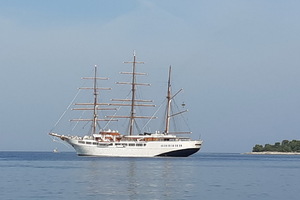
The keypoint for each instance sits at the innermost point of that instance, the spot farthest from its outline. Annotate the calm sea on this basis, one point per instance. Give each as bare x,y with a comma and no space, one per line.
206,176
· · · · ·
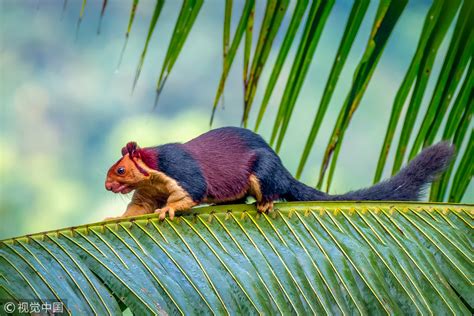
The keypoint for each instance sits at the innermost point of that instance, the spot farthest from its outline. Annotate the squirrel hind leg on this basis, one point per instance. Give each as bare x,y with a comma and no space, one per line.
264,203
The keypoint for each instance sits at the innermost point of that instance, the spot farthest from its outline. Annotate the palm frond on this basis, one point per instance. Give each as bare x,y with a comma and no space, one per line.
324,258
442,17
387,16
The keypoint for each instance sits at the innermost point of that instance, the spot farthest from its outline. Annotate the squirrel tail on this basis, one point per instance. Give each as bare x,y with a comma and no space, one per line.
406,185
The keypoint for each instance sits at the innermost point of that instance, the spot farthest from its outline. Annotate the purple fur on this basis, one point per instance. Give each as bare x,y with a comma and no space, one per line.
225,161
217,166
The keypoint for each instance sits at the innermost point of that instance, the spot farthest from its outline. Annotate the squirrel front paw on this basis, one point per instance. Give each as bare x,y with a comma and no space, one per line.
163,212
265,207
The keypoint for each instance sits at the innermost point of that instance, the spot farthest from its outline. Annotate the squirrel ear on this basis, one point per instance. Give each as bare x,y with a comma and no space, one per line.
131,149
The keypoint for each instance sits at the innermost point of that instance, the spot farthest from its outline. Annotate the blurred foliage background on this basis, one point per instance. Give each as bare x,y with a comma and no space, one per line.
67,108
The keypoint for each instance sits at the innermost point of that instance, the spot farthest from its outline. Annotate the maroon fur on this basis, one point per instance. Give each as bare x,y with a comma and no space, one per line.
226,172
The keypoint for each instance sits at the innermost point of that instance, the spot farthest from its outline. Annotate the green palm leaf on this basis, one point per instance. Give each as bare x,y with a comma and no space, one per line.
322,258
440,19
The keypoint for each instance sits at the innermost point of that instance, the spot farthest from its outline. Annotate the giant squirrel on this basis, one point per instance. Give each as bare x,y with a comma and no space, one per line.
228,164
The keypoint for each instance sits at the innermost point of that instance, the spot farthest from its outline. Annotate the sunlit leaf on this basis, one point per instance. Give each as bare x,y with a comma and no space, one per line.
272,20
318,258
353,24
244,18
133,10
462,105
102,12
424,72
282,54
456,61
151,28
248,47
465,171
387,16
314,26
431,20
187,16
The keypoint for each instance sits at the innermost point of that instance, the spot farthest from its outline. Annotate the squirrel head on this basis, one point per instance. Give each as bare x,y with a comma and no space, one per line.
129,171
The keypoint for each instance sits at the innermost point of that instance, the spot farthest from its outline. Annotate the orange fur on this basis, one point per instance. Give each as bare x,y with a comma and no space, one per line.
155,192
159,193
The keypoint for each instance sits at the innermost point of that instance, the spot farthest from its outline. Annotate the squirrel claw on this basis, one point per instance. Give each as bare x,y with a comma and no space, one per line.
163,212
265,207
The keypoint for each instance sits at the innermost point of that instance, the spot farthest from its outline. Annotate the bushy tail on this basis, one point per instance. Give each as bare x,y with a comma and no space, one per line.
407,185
· · · · ·
→ **Problem statement**
Extract every line of the entries above that contains the string "palm". Matching is case-sensitive.

→ **Task result**
The keypoint for each instance sits at the innermost point of that instance, the spot farthest from its outline. Annotate the palm frond on this basis, one point per instance. Give each as bare x,y with a comma and no space, one per line.
The keypoint for each instance sits at the innermost point of that instance, the spot farthest from its outline. Annotate the green palm leaf on this basis, one point per instance. Give each as bare x,y with a comma and no space, one per line.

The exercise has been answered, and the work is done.